• _YOUR OBJECTIVE_
Edit the listing from its first line through the line with "[227,84,270,104]", replacing "visible here" with "shown here" everywhere and leaving all else unchanged.

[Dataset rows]
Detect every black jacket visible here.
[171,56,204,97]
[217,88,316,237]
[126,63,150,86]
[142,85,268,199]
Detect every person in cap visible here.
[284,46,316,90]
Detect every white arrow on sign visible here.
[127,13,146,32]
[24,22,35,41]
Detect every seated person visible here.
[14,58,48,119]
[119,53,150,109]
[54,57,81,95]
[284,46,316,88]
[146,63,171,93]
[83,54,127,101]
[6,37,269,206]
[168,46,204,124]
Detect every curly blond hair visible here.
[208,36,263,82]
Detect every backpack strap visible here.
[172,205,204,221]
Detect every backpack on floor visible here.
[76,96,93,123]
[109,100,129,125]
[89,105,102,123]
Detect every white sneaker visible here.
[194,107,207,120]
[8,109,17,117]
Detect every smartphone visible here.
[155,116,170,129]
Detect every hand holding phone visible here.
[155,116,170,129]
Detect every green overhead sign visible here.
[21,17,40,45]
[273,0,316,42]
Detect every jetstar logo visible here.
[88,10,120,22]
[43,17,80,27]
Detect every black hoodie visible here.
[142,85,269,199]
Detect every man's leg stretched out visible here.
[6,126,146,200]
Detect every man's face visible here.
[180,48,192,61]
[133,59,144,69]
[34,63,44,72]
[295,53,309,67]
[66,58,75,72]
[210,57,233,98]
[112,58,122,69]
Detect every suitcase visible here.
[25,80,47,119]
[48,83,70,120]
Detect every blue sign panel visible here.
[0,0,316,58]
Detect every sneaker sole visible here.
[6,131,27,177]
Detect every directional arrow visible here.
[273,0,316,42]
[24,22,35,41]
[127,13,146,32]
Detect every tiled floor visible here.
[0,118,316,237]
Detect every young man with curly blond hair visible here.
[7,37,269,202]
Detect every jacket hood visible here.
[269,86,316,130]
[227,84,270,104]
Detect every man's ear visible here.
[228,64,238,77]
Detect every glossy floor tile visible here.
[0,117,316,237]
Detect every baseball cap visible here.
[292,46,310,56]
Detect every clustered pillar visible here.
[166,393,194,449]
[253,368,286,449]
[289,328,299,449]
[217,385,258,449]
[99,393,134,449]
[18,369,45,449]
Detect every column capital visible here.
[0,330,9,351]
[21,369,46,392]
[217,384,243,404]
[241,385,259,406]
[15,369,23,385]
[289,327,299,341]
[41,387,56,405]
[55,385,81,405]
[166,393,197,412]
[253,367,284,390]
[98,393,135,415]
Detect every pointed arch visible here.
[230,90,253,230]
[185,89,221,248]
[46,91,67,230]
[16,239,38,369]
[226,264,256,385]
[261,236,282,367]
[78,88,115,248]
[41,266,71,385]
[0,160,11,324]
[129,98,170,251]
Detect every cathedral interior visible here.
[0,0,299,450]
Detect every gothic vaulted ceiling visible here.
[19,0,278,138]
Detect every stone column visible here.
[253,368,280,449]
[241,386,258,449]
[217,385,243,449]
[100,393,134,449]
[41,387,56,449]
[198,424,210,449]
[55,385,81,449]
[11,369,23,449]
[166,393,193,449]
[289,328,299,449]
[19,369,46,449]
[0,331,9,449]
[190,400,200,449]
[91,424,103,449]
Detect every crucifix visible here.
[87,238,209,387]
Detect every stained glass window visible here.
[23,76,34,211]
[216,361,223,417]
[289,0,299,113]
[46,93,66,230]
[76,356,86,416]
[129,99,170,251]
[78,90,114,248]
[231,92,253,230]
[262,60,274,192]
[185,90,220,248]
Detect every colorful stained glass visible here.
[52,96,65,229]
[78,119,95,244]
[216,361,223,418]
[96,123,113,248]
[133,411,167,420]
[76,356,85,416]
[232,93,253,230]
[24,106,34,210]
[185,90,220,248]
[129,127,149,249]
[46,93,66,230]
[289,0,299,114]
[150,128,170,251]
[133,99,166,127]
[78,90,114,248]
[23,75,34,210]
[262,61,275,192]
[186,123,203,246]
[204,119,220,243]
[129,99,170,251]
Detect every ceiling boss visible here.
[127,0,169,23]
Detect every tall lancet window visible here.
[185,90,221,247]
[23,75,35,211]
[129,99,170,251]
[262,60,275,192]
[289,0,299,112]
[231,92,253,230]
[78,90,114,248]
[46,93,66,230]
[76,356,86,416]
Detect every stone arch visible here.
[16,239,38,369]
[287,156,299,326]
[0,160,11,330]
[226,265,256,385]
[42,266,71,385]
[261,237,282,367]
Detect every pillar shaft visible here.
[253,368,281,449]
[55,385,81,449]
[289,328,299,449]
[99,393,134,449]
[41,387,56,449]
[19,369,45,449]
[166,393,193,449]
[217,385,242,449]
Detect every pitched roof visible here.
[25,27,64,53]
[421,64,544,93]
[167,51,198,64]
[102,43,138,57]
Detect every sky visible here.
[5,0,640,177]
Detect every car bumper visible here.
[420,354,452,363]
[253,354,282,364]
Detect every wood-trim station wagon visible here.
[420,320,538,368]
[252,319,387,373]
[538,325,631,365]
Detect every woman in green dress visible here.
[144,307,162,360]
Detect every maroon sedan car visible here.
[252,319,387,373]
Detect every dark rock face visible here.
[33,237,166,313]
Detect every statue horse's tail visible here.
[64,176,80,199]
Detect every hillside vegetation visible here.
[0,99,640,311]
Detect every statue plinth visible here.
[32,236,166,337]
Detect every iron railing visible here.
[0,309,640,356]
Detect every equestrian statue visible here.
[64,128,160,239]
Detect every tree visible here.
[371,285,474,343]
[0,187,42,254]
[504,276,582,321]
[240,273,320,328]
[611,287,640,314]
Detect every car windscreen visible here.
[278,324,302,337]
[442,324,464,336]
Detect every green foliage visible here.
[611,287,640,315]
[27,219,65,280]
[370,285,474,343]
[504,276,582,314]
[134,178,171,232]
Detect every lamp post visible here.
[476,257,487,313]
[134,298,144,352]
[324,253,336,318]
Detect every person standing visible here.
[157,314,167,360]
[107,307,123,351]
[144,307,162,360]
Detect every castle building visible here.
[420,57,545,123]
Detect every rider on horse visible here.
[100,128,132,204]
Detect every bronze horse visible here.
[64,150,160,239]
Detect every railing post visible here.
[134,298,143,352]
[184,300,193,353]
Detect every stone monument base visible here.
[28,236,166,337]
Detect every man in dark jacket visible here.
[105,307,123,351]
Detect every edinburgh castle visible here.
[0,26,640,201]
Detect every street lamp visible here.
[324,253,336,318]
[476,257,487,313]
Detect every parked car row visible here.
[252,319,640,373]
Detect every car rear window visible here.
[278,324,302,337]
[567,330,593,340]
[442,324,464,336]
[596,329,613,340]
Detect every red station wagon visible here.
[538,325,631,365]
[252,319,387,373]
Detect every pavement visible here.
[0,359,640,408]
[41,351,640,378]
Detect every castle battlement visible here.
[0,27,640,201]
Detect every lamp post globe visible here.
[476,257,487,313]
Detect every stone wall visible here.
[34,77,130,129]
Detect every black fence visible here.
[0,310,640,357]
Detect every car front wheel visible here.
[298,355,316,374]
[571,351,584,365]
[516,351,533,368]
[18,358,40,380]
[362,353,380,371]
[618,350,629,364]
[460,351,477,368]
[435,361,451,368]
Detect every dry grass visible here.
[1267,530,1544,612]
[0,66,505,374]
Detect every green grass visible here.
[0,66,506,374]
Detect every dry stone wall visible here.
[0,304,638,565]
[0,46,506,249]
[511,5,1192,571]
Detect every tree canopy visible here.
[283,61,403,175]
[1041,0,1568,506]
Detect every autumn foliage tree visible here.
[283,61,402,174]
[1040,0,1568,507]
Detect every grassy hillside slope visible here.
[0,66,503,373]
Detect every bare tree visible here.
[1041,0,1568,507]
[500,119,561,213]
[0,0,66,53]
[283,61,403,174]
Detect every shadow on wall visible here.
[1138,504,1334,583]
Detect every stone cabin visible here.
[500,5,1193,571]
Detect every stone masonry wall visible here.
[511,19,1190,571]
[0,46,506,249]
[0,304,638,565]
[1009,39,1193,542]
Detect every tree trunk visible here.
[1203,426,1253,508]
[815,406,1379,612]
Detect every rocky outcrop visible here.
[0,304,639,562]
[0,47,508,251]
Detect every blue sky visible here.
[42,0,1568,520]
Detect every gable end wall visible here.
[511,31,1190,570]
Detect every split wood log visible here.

• _RESPONSE FOR THIS EXERCISE_
Detect every black jacket shown here.
[171,56,204,97]
[217,88,316,237]
[126,63,150,86]
[142,85,268,199]
Detect every person in cap shown here.
[284,46,316,90]
Detect every white arrow on sign shown here.
[127,13,146,32]
[24,22,35,41]
Detect every seated person shown here.
[14,58,48,119]
[119,53,150,109]
[54,57,81,95]
[284,46,316,88]
[146,63,171,93]
[83,54,127,101]
[6,37,269,206]
[168,46,204,124]
Detect every curly blond hair shown here.
[208,36,263,82]
Detect every backpack strap shown here.
[172,205,204,221]
Detect every backpack on floor shown here.
[76,96,93,123]
[109,100,129,125]
[89,105,102,123]
Detect every white sneaker shown here.
[194,107,207,120]
[8,109,17,117]
Detect every smartphone shown here.
[155,116,170,129]
Detect every hand holding phone shown here.
[155,116,170,129]
Detect every green overhead sign shown here.
[21,17,40,45]
[273,0,316,42]
Detect every jetstar logo shown here.
[88,10,120,22]
[43,17,80,27]
Detect every black hoodie shown here.
[142,85,269,199]
Detect every man's leg stretched out shown here.
[6,126,146,200]
Detect every man's face shown here.
[180,48,192,61]
[133,59,144,69]
[34,63,44,72]
[295,53,309,67]
[66,58,75,72]
[210,57,233,98]
[112,58,122,69]
Detect every suitcase shown here.
[25,80,47,119]
[48,83,70,120]
Detect every blue sign panel shown here.
[0,0,316,58]
Detect every sneaker sole shown here.
[6,131,27,177]
Detect every directional arrow shown here.
[273,0,316,42]
[24,22,35,41]
[127,13,146,32]
Detect every tiled floor shown here.
[0,118,316,237]
Detect every young man with curly blond hair shown here.
[7,37,269,202]
Detect every jacket hood shown here.
[269,86,316,130]
[227,84,270,104]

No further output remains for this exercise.